TAREFA PROPOSTA: Converta todo o material abaixo em uma lista JSON de strings, com uma string para cada linha e omitindo as linhas em branco.

TRECHOS DO MATERIAL:

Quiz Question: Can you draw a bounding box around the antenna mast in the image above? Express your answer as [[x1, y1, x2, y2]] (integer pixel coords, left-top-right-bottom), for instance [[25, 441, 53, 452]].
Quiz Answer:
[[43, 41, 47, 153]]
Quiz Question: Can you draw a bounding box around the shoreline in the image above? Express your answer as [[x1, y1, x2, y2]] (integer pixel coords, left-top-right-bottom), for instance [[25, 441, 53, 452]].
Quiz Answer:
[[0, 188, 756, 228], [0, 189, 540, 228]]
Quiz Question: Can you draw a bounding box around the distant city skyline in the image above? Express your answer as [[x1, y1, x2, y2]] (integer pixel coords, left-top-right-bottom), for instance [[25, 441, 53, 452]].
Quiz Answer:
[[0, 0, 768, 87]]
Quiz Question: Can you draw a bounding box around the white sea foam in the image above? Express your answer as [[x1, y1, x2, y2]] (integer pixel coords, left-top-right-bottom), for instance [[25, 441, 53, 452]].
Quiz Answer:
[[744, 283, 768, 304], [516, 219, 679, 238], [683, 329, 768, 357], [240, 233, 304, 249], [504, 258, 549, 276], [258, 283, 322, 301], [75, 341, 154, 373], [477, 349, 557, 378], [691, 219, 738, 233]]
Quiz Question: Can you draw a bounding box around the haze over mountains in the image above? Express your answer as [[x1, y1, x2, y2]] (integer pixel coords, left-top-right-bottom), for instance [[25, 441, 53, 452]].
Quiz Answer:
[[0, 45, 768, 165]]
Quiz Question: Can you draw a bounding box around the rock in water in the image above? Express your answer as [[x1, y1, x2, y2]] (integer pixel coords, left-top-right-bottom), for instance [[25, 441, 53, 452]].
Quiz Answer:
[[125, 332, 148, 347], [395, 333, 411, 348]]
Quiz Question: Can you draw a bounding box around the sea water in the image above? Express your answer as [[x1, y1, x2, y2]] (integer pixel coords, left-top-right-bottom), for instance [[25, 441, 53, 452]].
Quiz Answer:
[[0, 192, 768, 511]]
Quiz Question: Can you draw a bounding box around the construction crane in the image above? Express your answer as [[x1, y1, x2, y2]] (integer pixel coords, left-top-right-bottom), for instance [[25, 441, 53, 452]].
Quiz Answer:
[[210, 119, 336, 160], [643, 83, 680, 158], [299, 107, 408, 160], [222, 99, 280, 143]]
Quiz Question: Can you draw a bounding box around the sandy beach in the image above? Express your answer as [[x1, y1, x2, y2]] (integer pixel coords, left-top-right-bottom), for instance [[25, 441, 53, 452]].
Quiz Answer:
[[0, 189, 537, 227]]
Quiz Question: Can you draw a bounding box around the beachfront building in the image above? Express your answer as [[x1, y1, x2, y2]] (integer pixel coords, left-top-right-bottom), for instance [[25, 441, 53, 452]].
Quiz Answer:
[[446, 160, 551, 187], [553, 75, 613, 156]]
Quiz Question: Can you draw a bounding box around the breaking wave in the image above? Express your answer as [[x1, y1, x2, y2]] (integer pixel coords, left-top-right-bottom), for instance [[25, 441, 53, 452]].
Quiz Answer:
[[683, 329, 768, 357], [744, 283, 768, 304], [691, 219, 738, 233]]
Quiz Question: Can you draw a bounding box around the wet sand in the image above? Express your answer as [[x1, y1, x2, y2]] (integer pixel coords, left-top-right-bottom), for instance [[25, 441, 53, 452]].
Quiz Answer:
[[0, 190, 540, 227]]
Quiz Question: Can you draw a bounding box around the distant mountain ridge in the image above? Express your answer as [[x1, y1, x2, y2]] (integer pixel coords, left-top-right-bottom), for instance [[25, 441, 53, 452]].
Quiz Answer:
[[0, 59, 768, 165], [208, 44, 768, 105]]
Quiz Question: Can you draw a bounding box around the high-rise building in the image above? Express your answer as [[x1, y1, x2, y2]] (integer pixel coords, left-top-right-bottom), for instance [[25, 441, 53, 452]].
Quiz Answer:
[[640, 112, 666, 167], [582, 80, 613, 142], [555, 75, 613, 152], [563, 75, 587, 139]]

EXERCÍCIO RESOLVIDO:
[
  "Quiz Question: Can you draw a bounding box around the antenna mast in the image above? Express your answer as [[x1, y1, x2, y2]] (integer pixel coords, left-top-right-bottom), for instance [[25, 441, 53, 452]].",
  "Quiz Answer:",
  "[[43, 41, 47, 153]]",
  "Quiz Question: Can you draw a bounding box around the shoreline in the image above? Express your answer as [[x1, y1, x2, y2]] (integer pixel coords, left-top-right-bottom), for instance [[25, 441, 53, 452]].",
  "Quiz Answer:",
  "[[0, 188, 756, 228], [0, 189, 540, 228]]",
  "Quiz Question: Can you draw a bounding box around the distant city skyline in the image above? Express your answer as [[x1, y1, x2, y2]] (integer pixel coords, left-top-right-bottom), for instance [[25, 441, 53, 452]].",
  "Quiz Answer:",
  "[[0, 0, 768, 87]]",
  "Quiz Question: Can you draw a bounding box around the white sea foam in the image above? Express your answer as [[x1, y1, x2, y2]] (integer pixel coords, left-top-right-bottom), for instance [[25, 441, 53, 452]].",
  "Quiz Answer:",
  "[[744, 283, 768, 304], [516, 219, 679, 238], [683, 329, 768, 357], [240, 233, 304, 249], [504, 258, 549, 276], [258, 283, 322, 301], [75, 341, 154, 373], [477, 349, 557, 378], [691, 219, 738, 233]]",
  "Quiz Question: Can you draw a bounding box around the haze over mountains in the image above? Express your answer as [[x1, y1, x2, y2]] (integer pixel coords, left-top-right-bottom), for instance [[25, 441, 53, 452]].",
  "Quiz Answer:",
  "[[0, 45, 768, 165]]",
  "Quiz Question: Can you draw a bounding box around the rock in water in the image above? Express your answer as [[x1, y1, x2, y2]] (integer pixel coords, left-top-right-bottom), for instance [[25, 441, 53, 452]].",
  "Quiz Answer:",
  "[[125, 332, 148, 347], [395, 333, 411, 348]]",
  "Quiz Question: Can you draw a bounding box around the sea water in the image above? Express your answer as [[x1, y1, x2, y2]] (integer pixel coords, left-top-right-bottom), for instance [[25, 441, 53, 452]].",
  "Quiz Answer:",
  "[[0, 192, 768, 511]]",
  "Quiz Question: Can you draw a bounding box around the construction crane in the image above? Express your answer as [[x1, y1, x2, y2]] (integer pixel coords, left-top-right-bottom), for instance [[25, 441, 53, 452]].",
  "Quiz Answer:",
  "[[210, 119, 336, 160], [643, 83, 680, 158], [299, 107, 408, 160], [222, 99, 280, 143]]",
  "Quiz Question: Can you draw a bounding box around the sandy beach in the image above? Express your answer as [[x1, y1, x2, y2]] (integer pixel coords, left-top-right-bottom), for instance [[25, 441, 53, 452]].",
  "Quiz Answer:",
  "[[0, 189, 537, 227]]",
  "Quiz Question: Can you draw a bounding box around the beachfront building in the image above? Express your answer as [[x1, y1, x2, y2]] (integer pixel coords, left-top-right-bottom), for instance [[25, 441, 53, 452]].",
  "Quiz Answer:",
  "[[446, 160, 551, 187], [553, 75, 613, 156]]",
  "Quiz Question: Can you draw a bounding box around the breaking wave in the image above? Express your answer as [[x1, y1, x2, y2]] (integer pixel coords, left-top-right-bottom), for instance [[25, 441, 53, 452]].",
  "Quiz Answer:",
  "[[683, 329, 768, 357], [744, 283, 768, 304], [691, 219, 738, 233]]",
  "Quiz Question: Can you draw a bounding box around the wet sand in the image above? Express your answer as [[x1, y1, x2, y2]] (integer pixel coords, left-top-right-bottom), for instance [[25, 441, 53, 452]].",
  "Quiz Answer:",
  "[[0, 190, 540, 227]]",
  "Quiz Question: Can you draw a bounding box around the distant mountain ridge in the image above? Express your answer as [[x1, y1, x2, y2]] (integer pixel coords, left-top-right-bottom), for instance [[25, 441, 53, 452]].",
  "Quiz Answer:",
  "[[0, 59, 768, 165], [208, 44, 768, 105]]",
  "Quiz Question: Can you draw a bounding box around the high-rise building in the image above? Express your answer as [[x1, y1, x2, y2]] (integer pixel coords, left-top-right-bottom), for instance [[25, 441, 53, 452]].",
  "Quiz Answer:",
  "[[640, 112, 666, 167], [582, 80, 613, 142], [555, 75, 613, 152], [563, 75, 587, 139]]"
]